» **SET TASK A**
Gather every line in the records that contains the string "instance".

» **READING TEXT**

Nonetheless, revenue surged 36% in the six weeks to February 21, with “encouraging” growth in player volumes across all divisions, while sports results have also been “favourable relative to expectations”, particularly in the UK and Ireland.


Regarding the US$1.3bn penalty imposed by Kentucky Supreme Court last December, the FTSE 100 group said it has petitioned for a rehearing and it is “confident that any amount it ultimately becomes liable to pay will be a limited proportion of the reinstated judgement”.


In the year to December 31, revenue rocketed 106% to GBP4.3bn but profit before tax was nearly wiped out, dropping 99% to GBP1mln from GBP136mln in 2019 due to charges relating to The Stars Group acquisition.


Net debt at year-end ballooned 91% to GBP2.8bn after a GBP1.4bn refinancing completed last March, an GBP800mln equity placing last May and the acquisition of Fastball’s 37.2% stake in FanDuel for GBP3.3bn in December. A dividend was not proposed.


“The spectre of much tougher regulation in the UK is also looming over the sector. Flutter has welcomed the government’s gambling review,” analysts at Hargreaves Lansdown commented.


“However, if strict affordability checks to protect problem gamblers are brought in across the board, they could considerably disrupt earnings given that the UK market represents a sizeable chunk of income. But Flutter’s strategy of widening its geographical portfolio should help insulate business if the more radical proposals under consideration become law.”


Shares dipped 2% to 14,035p on Tuesday morning.

» **RAW RECORDS**

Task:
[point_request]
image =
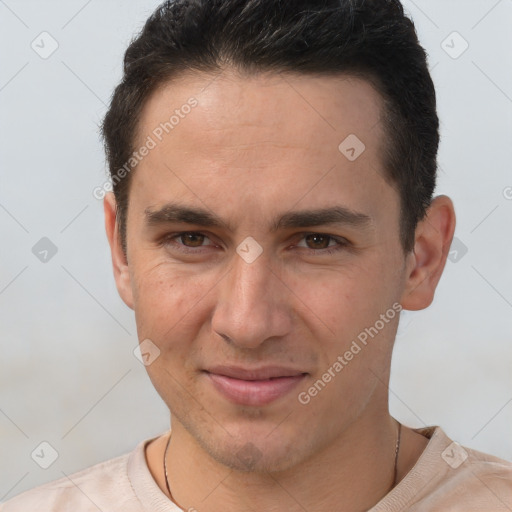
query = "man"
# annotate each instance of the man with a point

...

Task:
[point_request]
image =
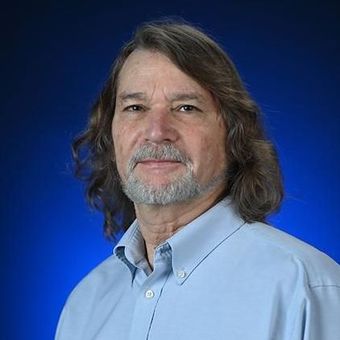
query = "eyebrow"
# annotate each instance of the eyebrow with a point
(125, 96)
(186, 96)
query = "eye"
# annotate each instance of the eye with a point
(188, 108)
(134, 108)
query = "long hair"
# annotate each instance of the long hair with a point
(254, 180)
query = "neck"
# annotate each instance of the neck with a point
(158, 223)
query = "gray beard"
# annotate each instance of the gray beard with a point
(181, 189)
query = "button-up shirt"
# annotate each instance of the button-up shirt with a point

» **SET TASK B**
In the Flutter results report, by how much did profit before tax fall in the year to December 31, and to what amount?

» **FULL ANSWER A**
# annotate each instance of the man with a point
# annotate each instance of the eyebrow with a point
# annotate each instance of the eye with a point
# annotate each instance of the long hair with a point
# annotate each instance of the neck with a point
# annotate each instance of the gray beard with a point
# annotate each instance of the button-up shirt with a point

» **FULL ANSWER B**
It fell 99% to GBP1mln.